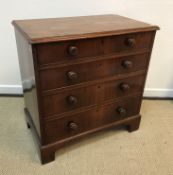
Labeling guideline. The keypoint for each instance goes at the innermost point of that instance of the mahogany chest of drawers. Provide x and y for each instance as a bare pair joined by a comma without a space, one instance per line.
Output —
81,75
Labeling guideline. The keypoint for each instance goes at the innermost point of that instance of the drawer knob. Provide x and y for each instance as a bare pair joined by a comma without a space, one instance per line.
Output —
73,51
72,100
130,42
127,64
72,75
124,86
122,111
73,126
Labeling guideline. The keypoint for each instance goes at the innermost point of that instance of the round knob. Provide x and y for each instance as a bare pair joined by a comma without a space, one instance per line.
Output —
124,86
72,50
122,111
73,126
130,42
127,64
72,75
72,100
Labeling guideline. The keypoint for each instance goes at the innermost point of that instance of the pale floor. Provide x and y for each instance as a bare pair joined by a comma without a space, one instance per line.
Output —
148,151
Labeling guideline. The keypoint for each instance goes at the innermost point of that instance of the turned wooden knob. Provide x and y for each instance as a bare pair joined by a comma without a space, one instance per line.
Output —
73,126
124,86
122,111
72,75
73,51
130,42
72,100
127,64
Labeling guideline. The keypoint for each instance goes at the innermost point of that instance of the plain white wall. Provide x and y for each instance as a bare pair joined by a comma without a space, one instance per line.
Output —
159,12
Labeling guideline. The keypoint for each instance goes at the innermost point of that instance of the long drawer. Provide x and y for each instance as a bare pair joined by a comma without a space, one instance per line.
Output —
75,124
73,99
84,72
62,52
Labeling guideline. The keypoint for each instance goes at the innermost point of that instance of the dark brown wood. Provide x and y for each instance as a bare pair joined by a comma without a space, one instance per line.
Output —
89,95
95,70
79,79
59,129
58,29
58,52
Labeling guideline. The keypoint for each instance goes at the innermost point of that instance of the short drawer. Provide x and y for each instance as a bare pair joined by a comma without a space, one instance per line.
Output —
128,42
68,51
84,72
68,100
72,125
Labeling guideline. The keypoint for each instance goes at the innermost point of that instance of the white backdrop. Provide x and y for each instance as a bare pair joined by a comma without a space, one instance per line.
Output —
159,12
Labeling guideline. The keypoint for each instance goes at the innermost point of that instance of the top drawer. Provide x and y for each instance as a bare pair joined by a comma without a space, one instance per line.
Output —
61,52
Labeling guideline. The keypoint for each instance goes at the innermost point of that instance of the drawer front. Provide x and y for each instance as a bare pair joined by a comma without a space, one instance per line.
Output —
69,100
129,42
75,124
76,74
68,51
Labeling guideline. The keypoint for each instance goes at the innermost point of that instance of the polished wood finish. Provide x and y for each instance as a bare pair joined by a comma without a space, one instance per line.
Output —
81,75
69,28
61,76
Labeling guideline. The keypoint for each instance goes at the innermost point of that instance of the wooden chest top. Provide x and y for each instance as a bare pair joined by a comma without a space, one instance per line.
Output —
67,28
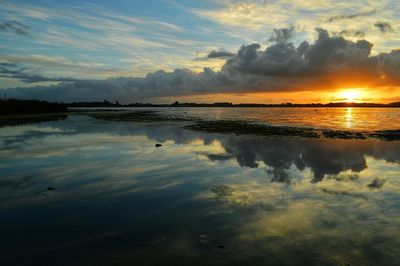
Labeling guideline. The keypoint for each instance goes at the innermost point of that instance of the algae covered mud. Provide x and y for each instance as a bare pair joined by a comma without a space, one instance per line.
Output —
93,189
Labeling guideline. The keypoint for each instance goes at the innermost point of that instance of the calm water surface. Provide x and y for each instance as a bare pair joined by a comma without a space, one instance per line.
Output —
364,119
200,199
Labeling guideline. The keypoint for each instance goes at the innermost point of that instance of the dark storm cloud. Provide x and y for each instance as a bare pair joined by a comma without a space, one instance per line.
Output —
282,66
351,16
220,54
14,26
282,35
384,27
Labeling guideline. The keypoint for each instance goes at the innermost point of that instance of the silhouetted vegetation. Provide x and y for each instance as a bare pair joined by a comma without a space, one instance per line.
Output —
106,103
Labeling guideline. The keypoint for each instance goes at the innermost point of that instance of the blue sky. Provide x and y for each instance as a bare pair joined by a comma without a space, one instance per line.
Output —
107,39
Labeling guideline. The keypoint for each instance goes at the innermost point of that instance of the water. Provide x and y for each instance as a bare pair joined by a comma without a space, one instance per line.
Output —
200,199
363,119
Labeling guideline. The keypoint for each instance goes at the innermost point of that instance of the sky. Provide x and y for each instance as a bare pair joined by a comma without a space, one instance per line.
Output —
264,51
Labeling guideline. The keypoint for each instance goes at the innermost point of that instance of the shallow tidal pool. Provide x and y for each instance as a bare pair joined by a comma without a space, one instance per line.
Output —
87,192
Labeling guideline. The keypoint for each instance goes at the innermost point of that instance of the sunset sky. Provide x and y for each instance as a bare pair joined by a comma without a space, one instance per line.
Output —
260,51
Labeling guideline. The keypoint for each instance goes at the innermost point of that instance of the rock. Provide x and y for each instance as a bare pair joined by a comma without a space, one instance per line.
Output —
203,238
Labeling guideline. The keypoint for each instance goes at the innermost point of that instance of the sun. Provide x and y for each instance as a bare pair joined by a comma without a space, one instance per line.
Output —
350,95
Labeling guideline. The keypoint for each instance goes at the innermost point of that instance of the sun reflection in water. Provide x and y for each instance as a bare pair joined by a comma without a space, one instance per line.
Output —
349,117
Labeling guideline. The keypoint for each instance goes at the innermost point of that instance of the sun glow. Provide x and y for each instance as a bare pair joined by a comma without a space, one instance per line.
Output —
350,95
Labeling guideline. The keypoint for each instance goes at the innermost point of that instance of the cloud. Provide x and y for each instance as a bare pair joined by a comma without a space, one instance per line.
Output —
328,62
384,27
351,16
8,70
282,35
351,33
220,54
14,26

---

Work item — Provide an exact transcript of the lines from the one that holds "of the sunset" through the final line of the data above.

Response box —
Labeling guideline. The keypoint for each instance goes at the innermost point of that instance of the sunset sky. Provide x and y for each instance as a bare pair joined by a comma without a space, one instance per line.
Output —
260,51
Labeling guideline. The keypoint for each instance goes at the innermost point of that instance of the rock. Provide x and y for each instance as a bare pair joined by a comma without a space, one instance per line.
Output —
203,238
Labeling guideline. The keypoint for each instance goes at the innermost point of that instance of the sun. Provide x and y for each instance as a bare pair joined by a comma without a space, one instance per line.
Output —
350,95
Labeling guideline. The keypoint for each instance goes at the innermost point of that instance of the sun reflection in water. Provide x and y for each instance as a bare pair joined by a comma without a space, one instance per line.
Output —
349,117
Labeling guideline. The keypoint for each instance goes at the innermost point of that instance of the sun glow. Provide x and y for each instance as a bare pair joined by a comma without a space, one instance per line.
Output —
350,95
Labeling guideline. The keypoint for each instance goes at the innermost point of that instance of the cloud. Provide x and y for each instance as a bare pair joined by a comma without a space, one instance per line.
Output —
328,62
384,27
351,16
8,70
282,35
351,33
220,54
14,26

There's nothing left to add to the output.